[Work to be completed]
All of the entries below should be returned verbatim, apart from the pictures.

[Collected data entries]
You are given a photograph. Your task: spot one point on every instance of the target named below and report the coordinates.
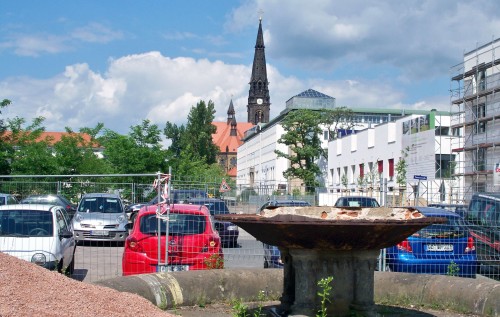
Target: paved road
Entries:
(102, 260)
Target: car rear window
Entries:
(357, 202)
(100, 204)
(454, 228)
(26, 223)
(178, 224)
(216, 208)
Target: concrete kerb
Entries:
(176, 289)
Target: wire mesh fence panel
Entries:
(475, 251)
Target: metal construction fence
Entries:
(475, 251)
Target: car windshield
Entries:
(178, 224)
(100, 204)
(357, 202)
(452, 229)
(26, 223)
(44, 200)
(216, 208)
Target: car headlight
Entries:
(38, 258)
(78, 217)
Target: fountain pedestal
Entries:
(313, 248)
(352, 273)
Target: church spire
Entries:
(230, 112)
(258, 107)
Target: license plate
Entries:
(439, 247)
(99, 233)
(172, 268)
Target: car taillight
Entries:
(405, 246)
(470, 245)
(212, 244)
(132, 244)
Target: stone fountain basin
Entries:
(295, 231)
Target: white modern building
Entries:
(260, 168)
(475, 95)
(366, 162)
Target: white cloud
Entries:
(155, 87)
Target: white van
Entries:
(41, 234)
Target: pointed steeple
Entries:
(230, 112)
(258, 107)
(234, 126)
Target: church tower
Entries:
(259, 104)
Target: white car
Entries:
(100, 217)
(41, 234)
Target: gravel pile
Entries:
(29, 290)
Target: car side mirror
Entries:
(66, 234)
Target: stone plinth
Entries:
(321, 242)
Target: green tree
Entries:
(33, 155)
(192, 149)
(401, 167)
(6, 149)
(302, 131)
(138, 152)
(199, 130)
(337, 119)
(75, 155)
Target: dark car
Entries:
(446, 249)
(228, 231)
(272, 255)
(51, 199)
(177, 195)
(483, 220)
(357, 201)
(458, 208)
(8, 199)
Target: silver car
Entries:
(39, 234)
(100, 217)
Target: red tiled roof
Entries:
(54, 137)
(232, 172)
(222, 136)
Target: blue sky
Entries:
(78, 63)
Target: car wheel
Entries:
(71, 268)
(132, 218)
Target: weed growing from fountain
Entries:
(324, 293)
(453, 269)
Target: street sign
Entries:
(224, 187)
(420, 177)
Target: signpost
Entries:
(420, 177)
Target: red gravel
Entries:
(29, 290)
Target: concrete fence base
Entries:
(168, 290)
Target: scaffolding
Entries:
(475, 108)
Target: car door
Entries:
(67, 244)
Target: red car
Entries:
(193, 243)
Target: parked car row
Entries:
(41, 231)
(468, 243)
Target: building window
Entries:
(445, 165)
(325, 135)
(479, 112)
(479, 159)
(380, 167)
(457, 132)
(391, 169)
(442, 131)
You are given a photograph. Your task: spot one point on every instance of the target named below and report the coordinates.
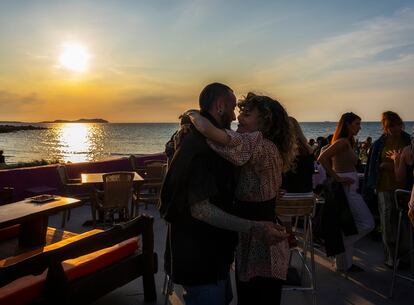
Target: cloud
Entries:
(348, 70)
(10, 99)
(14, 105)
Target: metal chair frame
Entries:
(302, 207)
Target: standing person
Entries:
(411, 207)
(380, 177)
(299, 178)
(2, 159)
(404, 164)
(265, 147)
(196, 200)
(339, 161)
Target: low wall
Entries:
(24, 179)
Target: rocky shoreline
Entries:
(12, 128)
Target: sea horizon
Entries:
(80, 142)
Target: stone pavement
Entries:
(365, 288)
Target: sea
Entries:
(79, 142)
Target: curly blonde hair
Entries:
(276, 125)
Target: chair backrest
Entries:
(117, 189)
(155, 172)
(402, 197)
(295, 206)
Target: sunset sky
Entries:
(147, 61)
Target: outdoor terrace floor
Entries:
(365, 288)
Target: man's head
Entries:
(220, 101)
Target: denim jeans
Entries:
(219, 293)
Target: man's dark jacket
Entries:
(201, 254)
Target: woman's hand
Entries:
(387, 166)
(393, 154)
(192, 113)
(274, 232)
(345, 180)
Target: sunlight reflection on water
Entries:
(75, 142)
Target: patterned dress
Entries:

[Answer below]
You are given a photograph. Your task: spot one point on every instance of the target named below and report the coordinates.
Target: paved road
Entries:
(102, 260)
Target: car rear window
Entries:
(357, 202)
(100, 204)
(454, 228)
(26, 223)
(178, 224)
(216, 208)
Target: concrete kerb
Entries:
(176, 289)
Target: wire mesh fence panel
Entries:
(475, 251)
Target: metal construction fence
Entries:
(475, 251)
Target: car windshield
Entries:
(178, 224)
(100, 204)
(357, 202)
(452, 229)
(26, 223)
(44, 200)
(216, 208)
Target: car headlight
Entries:
(38, 258)
(78, 217)
Target: fountain pedestal
Entries:
(313, 248)
(352, 273)
Target: church spire
Entries:
(230, 112)
(258, 107)
Target: license plate
Entries:
(439, 247)
(99, 233)
(172, 268)
Target: car taillight
Entries:
(405, 246)
(470, 245)
(212, 244)
(132, 244)
Target: stone fountain basin
Entries:
(295, 231)
Target: white modern building
Entries:
(260, 168)
(475, 95)
(366, 162)
Target: white cloud
Entries:
(155, 87)
Target: white van
Entries:
(41, 234)
Target: pointed steeple
Entries:
(230, 112)
(258, 107)
(234, 126)
Target: church tower
Entries:
(259, 104)
Target: white car
Entries:
(100, 217)
(41, 234)
Target: gravel pile
Entries:
(29, 290)
Target: car side mirror
Entries:
(66, 234)
Target: stone plinth
Entries:
(321, 242)
Target: green tree
Entries:
(33, 155)
(192, 149)
(401, 167)
(6, 149)
(302, 131)
(138, 152)
(199, 130)
(337, 119)
(75, 155)
Target: dark car
Entries:
(446, 249)
(228, 231)
(272, 255)
(51, 199)
(177, 195)
(483, 220)
(357, 201)
(458, 208)
(8, 199)
Target: silver car
Entries:
(39, 234)
(100, 217)
Target: red tiled roof
Entries:
(54, 137)
(232, 172)
(222, 136)
Target: blue sky
Entries:
(78, 63)
Target: car wheel
Entries:
(71, 268)
(132, 218)
Target: weed growing from fountain
Entries:
(324, 293)
(453, 269)
Target: street sign
Entries:
(224, 187)
(420, 177)
Target: signpost
Entries:
(420, 177)
Target: red gravel
Entries:
(29, 290)
Target: concrete fence base
Entries:
(168, 290)
Target: scaffolding
Entries:
(475, 108)
Target: car door
Entries:
(67, 244)
Target: red car
Entries:
(193, 243)
Target: parked car row
Entries:
(41, 231)
(468, 243)
Target: building window
Entries:
(445, 165)
(325, 135)
(479, 112)
(479, 159)
(380, 167)
(457, 132)
(391, 169)
(442, 131)
You are given a photograph. Your task: spot one point on every instance of the target named below and report the coordinates.
Target: cloud
Entries:
(348, 70)
(10, 99)
(14, 105)
Target: metal chair frame
Entries:
(302, 207)
Target: standing person
Entries:
(411, 207)
(380, 177)
(299, 178)
(2, 159)
(404, 164)
(265, 147)
(196, 200)
(339, 161)
Target: low wall
Entries:
(24, 179)
Target: rocky shoreline
Entries:
(12, 128)
Target: sea horizon
Entries:
(80, 142)
Target: stone pavement
Entries:
(365, 288)
Target: sea
Entries:
(79, 142)
Target: curly blonde hair
Entries:
(276, 125)
Target: chair backrest
Entries:
(117, 189)
(155, 172)
(402, 197)
(295, 206)
Target: sunset sky
Entries:
(147, 61)
Target: outdoor terrace floor
Entries:
(365, 288)
Target: man's head
Entries:
(220, 101)
Target: denim jeans
Entries:
(219, 293)
Target: man's dark jacket
Entries:
(201, 254)
Target: woman's hand
Entries:
(387, 166)
(393, 154)
(192, 113)
(274, 232)
(345, 180)
Target: sunlight reflection on water
Entries:
(75, 142)
Target: patterned dress
Entries:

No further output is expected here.